• [EXERCISE DESCRIPTION]:
A verbatim copy of all the data is required, minus any images.
** Opening DATA FOR THIS EXERCISE block **
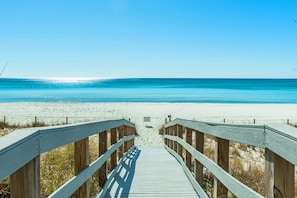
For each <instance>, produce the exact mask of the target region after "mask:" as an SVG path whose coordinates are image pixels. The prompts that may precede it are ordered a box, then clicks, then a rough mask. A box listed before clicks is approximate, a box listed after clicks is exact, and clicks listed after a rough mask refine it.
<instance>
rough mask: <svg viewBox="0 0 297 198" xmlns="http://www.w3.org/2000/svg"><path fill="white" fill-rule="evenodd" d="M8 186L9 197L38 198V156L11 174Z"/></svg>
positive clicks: (38, 185) (38, 171)
mask: <svg viewBox="0 0 297 198" xmlns="http://www.w3.org/2000/svg"><path fill="white" fill-rule="evenodd" d="M10 184H11V185H10V192H11V197H22V198H31V197H37V198H38V197H40V159H39V156H38V157H36V158H34V159H33V160H31V161H30V162H28V163H27V164H26V165H25V166H23V167H22V168H20V169H18V170H17V171H16V172H15V173H14V174H12V175H11V176H10Z"/></svg>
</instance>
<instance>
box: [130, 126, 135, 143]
mask: <svg viewBox="0 0 297 198" xmlns="http://www.w3.org/2000/svg"><path fill="white" fill-rule="evenodd" d="M131 129H132V134H131V135H136V128H133V127H131ZM131 143H132V147H133V146H134V145H135V139H132V140H131Z"/></svg>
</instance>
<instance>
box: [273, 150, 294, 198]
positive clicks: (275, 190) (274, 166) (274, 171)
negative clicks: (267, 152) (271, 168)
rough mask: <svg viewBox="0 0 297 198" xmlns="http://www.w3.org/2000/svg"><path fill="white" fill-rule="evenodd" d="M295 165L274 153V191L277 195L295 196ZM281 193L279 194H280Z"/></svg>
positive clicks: (287, 197) (277, 197)
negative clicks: (288, 161)
mask: <svg viewBox="0 0 297 198" xmlns="http://www.w3.org/2000/svg"><path fill="white" fill-rule="evenodd" d="M294 176H295V166H294V165H293V164H291V163H290V162H288V161H287V160H285V159H283V158H282V157H280V156H278V155H276V154H275V156H274V186H275V189H274V192H275V194H277V196H276V197H277V198H278V197H286V198H294V197H295V195H294V194H295V179H294V178H295V177H294ZM280 195H281V196H280Z"/></svg>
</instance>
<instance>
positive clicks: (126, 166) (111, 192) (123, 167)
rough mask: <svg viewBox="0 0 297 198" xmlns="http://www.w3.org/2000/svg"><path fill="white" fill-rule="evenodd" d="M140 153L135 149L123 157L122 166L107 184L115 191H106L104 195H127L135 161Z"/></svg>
mask: <svg viewBox="0 0 297 198" xmlns="http://www.w3.org/2000/svg"><path fill="white" fill-rule="evenodd" d="M140 153H141V151H140V150H139V149H135V150H134V151H133V152H131V153H130V154H129V155H128V156H127V157H126V158H125V160H124V161H123V164H122V167H121V168H120V169H119V170H118V174H116V176H115V177H114V178H113V181H112V182H111V184H110V185H109V189H115V191H113V192H110V191H108V192H107V193H106V195H105V197H127V196H128V195H129V192H130V188H131V184H132V181H133V178H134V174H135V168H136V161H137V159H138V157H139V155H140Z"/></svg>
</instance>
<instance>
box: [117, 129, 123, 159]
mask: <svg viewBox="0 0 297 198" xmlns="http://www.w3.org/2000/svg"><path fill="white" fill-rule="evenodd" d="M123 137H124V126H120V127H119V140H120V139H122V138H123ZM123 154H124V145H122V146H120V147H119V149H118V161H119V160H120V159H121V158H122V156H123Z"/></svg>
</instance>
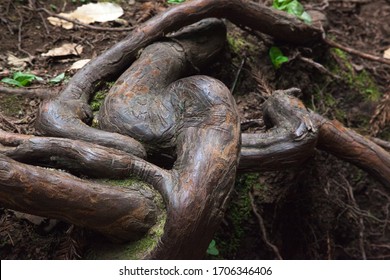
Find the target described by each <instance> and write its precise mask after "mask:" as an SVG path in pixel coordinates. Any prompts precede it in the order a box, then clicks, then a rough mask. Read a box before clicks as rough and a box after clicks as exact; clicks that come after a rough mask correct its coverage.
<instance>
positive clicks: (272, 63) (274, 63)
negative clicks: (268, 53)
mask: <svg viewBox="0 0 390 280" xmlns="http://www.w3.org/2000/svg"><path fill="white" fill-rule="evenodd" d="M269 57H270V58H271V62H272V64H273V66H274V67H275V68H276V69H279V68H280V66H282V64H283V63H285V62H287V61H288V57H287V56H284V55H283V53H282V51H281V50H280V49H279V48H278V47H275V46H272V47H271V48H270V50H269Z"/></svg>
** Closing DATA FOR THIS EXERCISE block **
• [SOLUTION FOR THIS EXERCISE]:
For each <instance>, produce the exact mask of the target region after "mask:" as an SVG path whose coordinates are image pixels. The prompts that may precede it are ordered a box, then clicks, then a rough mask. A box listed before clicks is approximate, a box listed after clicks is exact, and clicks listed after a rough mask refine it.
<instance>
rough mask: <svg viewBox="0 0 297 198" xmlns="http://www.w3.org/2000/svg"><path fill="white" fill-rule="evenodd" d="M8 186L9 197L38 198V156L11 174Z"/></svg>
positive clicks: (38, 185) (38, 171)
mask: <svg viewBox="0 0 297 198" xmlns="http://www.w3.org/2000/svg"><path fill="white" fill-rule="evenodd" d="M10 184H11V185H10V192H11V197H22V198H31V197H37V198H38V197H40V159H39V156H38V157H36V158H34V159H33V160H31V161H30V162H28V163H27V164H26V165H25V166H23V167H22V168H20V169H18V170H17V171H16V172H15V173H14V174H12V175H11V176H10Z"/></svg>
</instance>
<instance>
box: [130, 126, 135, 143]
mask: <svg viewBox="0 0 297 198" xmlns="http://www.w3.org/2000/svg"><path fill="white" fill-rule="evenodd" d="M131 129H132V134H131V135H136V128H133V127H131ZM131 143H132V147H133V146H134V145H135V139H132V140H131Z"/></svg>
</instance>
<instance>
box: [273, 150, 294, 198]
positive clicks: (275, 190) (274, 166) (274, 171)
negative clicks: (267, 152) (271, 168)
rough mask: <svg viewBox="0 0 297 198" xmlns="http://www.w3.org/2000/svg"><path fill="white" fill-rule="evenodd" d="M295 165L274 153V191L277 195L295 196ZM281 193L279 194H280Z"/></svg>
positive clicks: (287, 197) (277, 197)
negative clicks: (288, 161)
mask: <svg viewBox="0 0 297 198" xmlns="http://www.w3.org/2000/svg"><path fill="white" fill-rule="evenodd" d="M294 176H295V166H294V165H293V164H291V163H290V162H288V161H287V160H285V159H283V158H282V157H280V156H278V155H276V154H275V156H274V186H275V189H274V192H275V194H277V196H276V197H277V198H278V197H286V198H294V197H295V195H294V194H295V179H294V178H295V177H294ZM280 195H281V196H280Z"/></svg>
</instance>
<instance>
positive clicks: (126, 166) (111, 192) (123, 167)
rough mask: <svg viewBox="0 0 297 198" xmlns="http://www.w3.org/2000/svg"><path fill="white" fill-rule="evenodd" d="M140 153L135 149L123 157L122 166L107 184L115 191H106L104 195H127L135 161Z"/></svg>
mask: <svg viewBox="0 0 297 198" xmlns="http://www.w3.org/2000/svg"><path fill="white" fill-rule="evenodd" d="M140 153H141V151H140V150H139V149H135V150H134V151H133V152H131V153H130V154H129V155H128V156H127V157H126V158H125V160H124V161H123V164H122V167H121V168H120V169H119V170H118V174H116V176H115V177H114V178H113V181H112V182H111V184H110V185H109V189H115V191H113V192H110V191H108V192H107V193H106V195H105V197H127V196H128V195H129V192H130V188H131V184H132V181H133V178H134V174H135V168H136V161H137V159H138V157H139V155H140Z"/></svg>
</instance>
<instance>
box: [117, 129, 123, 159]
mask: <svg viewBox="0 0 297 198" xmlns="http://www.w3.org/2000/svg"><path fill="white" fill-rule="evenodd" d="M123 137H124V126H120V127H119V140H120V139H122V138H123ZM123 154H124V145H122V146H120V147H119V149H118V161H119V160H120V159H121V158H122V156H123Z"/></svg>
</instance>
Find the target described by each <instance> and write its precise mask after "mask:" as an SVG path in pixel coordinates. Any prompts precede it in the order a box, then clicks, then a rough mask. Read a box before clicks as rough and a box after clicks as exact; clicks that come after a rough mask correct its coverage.
<instance>
positive clicks: (272, 63) (274, 63)
negative clicks: (268, 53)
mask: <svg viewBox="0 0 390 280" xmlns="http://www.w3.org/2000/svg"><path fill="white" fill-rule="evenodd" d="M269 57H270V58H271V62H272V64H273V66H274V67H275V68H276V69H279V68H280V66H282V64H283V63H285V62H287V61H288V57H287V56H284V55H283V53H282V51H281V50H280V49H279V48H278V47H275V46H272V47H271V48H270V50H269Z"/></svg>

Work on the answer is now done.